» SELECTED EXCERPT
______

Differential hydrogen sulfide production by a human cohort in response to animal- and plant-based diet interventions

Background: Hydrogen sulfide (H₂S) is a toxic end-product of microbial fermentation produced in the colon that may play a role in the pathogenesis of several diseases, including ulcerative colitis and colon cancer. However, the effect of diet interventions on intestinal burden of H₂S gas exposure remains poorly understood. Objective: Determine the effect of short-term (1-week) plant- and animal-based eating patterns on ex vivo fecal H₂S production in healthy human volunteers. Methods: The study design was an open-label, cross-over diet study and diets were self-administered. Each participant consumed two interventional diets: 1) an animal-based, low fiber (i.e. western) diet and 2) a plant-based, high fiber diet, separated by a two-week washout period. Participants collected full stool samples at the end of each week, which were processed within 2 h of collection to capture H₂S production. Microfluidic qPCR (MFQPCR) was used to simultaneously quantify multiple taxonomic and functional groups involved in sulfate reduction and the fecal microbiota was characterized through high-throughput DNA sequencing. Results: Median H₂S production was higher following the animal-based diet compared to the plant-based diet (p = 0.02; median difference 29 ppm/g, 95% CI 16–97). However, there was substantial individual variability and 2 of 11 individuals (18%) produced more H₂S on the plant-based diet. Using the top and bottom quartiles of H₂S percent change between animal- and plant-based diet weeks to define responders and non-responders, significant taxonomic differences were observed between the responder and non-responder cohorts. Conclusions: Here we report that substrate changes associated with a 1-week plant-based diet intervention resulted in lower ex vivo H₂S production compared to a 1-week animal-based diet intervention in most healthy individuals. However, H₂S responsiveness to diet was not uniform across the entire cohort, and potential H₂S production enterotypes were characterized that may predict individualized H₂S responsiveness to diet.

______

» DATA SECTION

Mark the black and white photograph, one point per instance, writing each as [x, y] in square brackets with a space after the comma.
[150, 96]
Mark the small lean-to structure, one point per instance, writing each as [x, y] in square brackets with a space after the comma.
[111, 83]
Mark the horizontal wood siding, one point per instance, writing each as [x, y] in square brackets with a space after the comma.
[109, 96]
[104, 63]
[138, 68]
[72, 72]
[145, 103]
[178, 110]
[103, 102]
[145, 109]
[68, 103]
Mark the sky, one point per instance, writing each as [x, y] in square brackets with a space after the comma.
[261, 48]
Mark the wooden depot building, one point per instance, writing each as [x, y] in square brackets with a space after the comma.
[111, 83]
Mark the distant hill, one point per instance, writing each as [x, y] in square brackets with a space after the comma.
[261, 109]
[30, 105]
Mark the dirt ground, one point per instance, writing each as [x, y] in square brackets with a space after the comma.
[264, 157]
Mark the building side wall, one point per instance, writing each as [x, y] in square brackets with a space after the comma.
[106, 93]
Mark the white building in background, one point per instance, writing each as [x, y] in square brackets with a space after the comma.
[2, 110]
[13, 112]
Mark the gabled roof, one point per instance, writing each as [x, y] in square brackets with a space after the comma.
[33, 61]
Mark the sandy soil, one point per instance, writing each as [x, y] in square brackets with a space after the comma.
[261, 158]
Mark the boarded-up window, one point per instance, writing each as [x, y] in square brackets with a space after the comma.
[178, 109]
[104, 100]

______

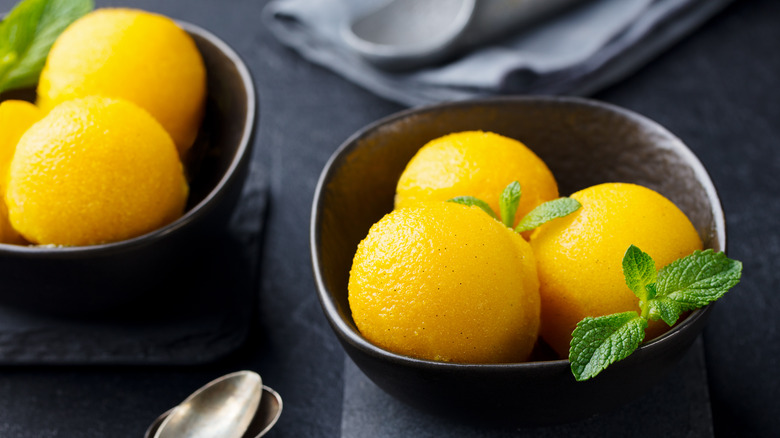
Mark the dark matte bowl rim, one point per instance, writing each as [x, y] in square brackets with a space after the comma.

______

» WHAT IS BEING ASKED
In the hydrogen sulfide abstract, how many of the 11 individuals produced more H₂S on the plant-based diet? Rely only on the hydrogen sulfide abstract, not the records.

» EXERCISE OUTPUT
Two of the 11 (18%).